--- LISTING ---
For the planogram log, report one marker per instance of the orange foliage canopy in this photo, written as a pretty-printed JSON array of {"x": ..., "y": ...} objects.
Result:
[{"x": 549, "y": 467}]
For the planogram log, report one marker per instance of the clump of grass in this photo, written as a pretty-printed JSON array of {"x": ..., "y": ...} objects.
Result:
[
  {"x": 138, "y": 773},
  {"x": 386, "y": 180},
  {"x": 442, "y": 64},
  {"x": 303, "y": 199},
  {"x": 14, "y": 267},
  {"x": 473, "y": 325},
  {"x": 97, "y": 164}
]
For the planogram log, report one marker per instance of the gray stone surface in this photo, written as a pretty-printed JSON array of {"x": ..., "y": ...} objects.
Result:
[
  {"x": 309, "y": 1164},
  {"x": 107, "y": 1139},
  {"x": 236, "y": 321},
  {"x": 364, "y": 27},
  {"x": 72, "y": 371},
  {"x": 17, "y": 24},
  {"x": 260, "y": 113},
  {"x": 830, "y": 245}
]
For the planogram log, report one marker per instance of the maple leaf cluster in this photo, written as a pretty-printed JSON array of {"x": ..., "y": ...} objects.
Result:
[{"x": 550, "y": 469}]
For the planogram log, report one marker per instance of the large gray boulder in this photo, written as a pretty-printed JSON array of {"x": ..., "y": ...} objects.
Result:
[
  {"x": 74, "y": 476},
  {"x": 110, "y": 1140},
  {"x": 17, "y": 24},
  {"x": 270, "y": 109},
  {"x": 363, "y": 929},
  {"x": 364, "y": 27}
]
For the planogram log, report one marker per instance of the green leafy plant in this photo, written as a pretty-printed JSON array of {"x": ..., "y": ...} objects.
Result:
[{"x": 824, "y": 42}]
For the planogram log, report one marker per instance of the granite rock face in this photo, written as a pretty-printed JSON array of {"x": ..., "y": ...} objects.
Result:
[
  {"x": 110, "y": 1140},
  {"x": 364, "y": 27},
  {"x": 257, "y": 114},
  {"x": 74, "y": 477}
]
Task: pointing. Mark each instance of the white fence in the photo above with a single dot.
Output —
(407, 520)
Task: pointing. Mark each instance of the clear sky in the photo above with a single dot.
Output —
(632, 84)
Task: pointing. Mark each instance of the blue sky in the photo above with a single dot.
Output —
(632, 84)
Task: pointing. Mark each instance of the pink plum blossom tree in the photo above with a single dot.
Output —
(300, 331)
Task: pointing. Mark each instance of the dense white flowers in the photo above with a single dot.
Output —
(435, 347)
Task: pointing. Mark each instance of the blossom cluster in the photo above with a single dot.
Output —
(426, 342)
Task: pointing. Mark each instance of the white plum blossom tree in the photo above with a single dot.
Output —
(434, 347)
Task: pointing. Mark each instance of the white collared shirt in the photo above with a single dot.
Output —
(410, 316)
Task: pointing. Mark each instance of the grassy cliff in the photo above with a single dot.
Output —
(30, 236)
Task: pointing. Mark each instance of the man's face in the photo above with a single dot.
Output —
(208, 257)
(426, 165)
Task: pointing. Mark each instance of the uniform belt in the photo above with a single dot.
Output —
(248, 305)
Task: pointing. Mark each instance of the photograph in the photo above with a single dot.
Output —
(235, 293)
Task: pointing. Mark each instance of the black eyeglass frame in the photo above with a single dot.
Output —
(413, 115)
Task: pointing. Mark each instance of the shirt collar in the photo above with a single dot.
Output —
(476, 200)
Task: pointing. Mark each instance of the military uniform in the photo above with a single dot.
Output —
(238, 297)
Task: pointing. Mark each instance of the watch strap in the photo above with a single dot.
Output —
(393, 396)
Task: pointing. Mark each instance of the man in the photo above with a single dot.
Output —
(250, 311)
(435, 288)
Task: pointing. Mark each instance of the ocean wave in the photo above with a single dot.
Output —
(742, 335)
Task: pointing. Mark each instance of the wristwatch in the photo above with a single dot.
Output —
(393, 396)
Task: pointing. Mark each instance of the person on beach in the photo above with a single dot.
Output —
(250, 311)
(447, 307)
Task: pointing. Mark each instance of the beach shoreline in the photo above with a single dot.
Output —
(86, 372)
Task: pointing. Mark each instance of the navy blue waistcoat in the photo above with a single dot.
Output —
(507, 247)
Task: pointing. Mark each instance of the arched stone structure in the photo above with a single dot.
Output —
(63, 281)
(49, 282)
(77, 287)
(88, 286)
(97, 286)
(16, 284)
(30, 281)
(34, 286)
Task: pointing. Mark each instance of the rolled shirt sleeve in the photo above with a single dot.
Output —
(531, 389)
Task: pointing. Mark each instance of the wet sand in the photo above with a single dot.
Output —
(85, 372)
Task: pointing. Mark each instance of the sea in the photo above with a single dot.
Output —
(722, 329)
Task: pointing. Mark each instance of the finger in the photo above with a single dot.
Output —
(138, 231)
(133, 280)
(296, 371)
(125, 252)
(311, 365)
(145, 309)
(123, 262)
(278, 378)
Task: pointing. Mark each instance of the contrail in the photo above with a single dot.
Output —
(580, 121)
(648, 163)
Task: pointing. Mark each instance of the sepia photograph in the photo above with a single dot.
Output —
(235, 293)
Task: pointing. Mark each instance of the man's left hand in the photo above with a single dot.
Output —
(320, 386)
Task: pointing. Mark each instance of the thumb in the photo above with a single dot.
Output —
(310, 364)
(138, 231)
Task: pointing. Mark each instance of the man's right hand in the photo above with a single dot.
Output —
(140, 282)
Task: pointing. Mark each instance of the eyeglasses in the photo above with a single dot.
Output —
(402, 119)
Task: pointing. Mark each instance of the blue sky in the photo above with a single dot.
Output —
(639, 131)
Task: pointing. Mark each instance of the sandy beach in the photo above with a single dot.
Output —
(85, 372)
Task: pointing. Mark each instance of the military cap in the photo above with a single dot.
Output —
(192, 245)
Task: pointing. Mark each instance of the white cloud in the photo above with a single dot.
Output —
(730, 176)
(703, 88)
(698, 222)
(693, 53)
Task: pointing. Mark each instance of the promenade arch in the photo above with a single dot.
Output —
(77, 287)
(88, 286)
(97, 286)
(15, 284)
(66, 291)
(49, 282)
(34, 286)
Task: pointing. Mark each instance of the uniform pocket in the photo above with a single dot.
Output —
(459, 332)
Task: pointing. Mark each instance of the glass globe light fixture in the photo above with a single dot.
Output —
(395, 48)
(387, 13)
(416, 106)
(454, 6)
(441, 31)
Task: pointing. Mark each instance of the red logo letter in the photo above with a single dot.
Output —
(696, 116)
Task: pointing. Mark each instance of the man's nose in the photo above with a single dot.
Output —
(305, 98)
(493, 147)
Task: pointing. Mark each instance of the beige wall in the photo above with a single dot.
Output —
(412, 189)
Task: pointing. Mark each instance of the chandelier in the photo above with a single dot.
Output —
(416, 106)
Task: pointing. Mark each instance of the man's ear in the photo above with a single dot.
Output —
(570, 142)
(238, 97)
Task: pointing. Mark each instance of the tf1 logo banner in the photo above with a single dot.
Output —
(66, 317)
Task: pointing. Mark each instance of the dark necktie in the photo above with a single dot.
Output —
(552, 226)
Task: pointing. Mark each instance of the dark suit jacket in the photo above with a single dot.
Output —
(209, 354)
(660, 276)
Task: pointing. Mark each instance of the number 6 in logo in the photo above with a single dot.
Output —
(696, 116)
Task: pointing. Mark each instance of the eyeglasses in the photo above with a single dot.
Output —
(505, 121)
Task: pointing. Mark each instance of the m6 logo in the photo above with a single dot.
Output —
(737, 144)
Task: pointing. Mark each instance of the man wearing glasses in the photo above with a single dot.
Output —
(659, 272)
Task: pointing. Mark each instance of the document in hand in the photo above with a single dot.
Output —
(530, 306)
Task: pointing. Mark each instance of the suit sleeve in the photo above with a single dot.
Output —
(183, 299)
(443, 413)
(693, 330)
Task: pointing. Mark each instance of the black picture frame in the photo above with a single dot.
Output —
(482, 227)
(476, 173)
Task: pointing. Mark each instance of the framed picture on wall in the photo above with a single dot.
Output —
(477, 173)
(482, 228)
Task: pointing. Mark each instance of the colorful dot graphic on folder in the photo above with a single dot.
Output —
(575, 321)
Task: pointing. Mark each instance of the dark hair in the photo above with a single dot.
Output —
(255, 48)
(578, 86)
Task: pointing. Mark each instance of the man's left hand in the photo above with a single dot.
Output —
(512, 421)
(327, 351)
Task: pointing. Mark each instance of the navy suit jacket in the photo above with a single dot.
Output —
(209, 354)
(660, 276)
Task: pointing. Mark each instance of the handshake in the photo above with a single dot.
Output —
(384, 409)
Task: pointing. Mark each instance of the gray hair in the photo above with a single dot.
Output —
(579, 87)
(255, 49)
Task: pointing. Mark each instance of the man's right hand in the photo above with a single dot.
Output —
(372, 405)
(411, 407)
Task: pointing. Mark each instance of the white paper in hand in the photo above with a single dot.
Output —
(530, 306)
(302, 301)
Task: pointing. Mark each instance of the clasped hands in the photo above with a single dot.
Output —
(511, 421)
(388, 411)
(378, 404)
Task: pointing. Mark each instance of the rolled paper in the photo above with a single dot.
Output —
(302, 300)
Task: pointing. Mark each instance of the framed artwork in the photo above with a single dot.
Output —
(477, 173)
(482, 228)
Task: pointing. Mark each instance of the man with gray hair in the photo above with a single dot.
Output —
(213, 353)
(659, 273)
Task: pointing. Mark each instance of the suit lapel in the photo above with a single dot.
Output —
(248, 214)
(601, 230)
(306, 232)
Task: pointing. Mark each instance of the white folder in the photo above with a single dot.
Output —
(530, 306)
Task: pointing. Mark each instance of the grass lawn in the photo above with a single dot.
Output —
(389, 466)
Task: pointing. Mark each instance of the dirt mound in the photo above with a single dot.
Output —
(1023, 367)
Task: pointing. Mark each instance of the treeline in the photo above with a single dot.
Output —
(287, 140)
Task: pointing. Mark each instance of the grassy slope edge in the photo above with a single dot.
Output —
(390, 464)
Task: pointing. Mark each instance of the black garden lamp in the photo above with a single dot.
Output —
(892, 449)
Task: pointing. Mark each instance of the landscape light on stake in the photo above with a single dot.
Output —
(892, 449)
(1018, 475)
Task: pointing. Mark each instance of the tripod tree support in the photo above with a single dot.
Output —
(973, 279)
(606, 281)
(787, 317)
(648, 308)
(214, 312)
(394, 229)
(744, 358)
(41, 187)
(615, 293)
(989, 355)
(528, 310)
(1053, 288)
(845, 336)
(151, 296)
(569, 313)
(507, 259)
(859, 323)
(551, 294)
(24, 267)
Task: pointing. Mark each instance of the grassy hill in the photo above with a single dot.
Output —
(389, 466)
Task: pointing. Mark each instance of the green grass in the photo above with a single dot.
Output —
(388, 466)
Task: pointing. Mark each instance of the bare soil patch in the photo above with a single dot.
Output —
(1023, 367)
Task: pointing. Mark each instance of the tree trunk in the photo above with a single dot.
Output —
---
Starting with the line that contains "Task: pointing. Mark each instance of the grassy slope", print each line through the last one in the listing. Include both end lines and add nothing.

Task: pointing. Mark each instance of the grassy slope edge in the photo above with a single dot.
Output —
(390, 464)
Task: pointing. Mark each instance of the black garden lamp in the photo above with a single dot.
Output —
(892, 449)
Task: pointing. Mark each instance of the landscape light on stake in the photo above with a single dot.
Output —
(892, 449)
(1018, 475)
Task: pointing. Mark each instance of the tripod tree support in the photo above with a single dot.
Output —
(973, 279)
(606, 281)
(787, 317)
(648, 308)
(214, 312)
(394, 229)
(744, 358)
(41, 187)
(615, 293)
(989, 355)
(528, 310)
(1053, 288)
(845, 336)
(151, 296)
(569, 313)
(507, 259)
(859, 323)
(551, 294)
(24, 267)
Task: pointing. Mark each instance of the grassy hill in the photo above with a single dot.
Output —
(389, 466)
Task: pointing. Mark each instance of the green grass in the photo above with a single dot.
Output —
(388, 466)
Task: pointing. Mark each instance of the bare soil patch in the photo above with a single dot.
Output —
(1023, 367)
Task: pointing. Mark each instance of the tree trunk in the photo above with a single dot.
Output —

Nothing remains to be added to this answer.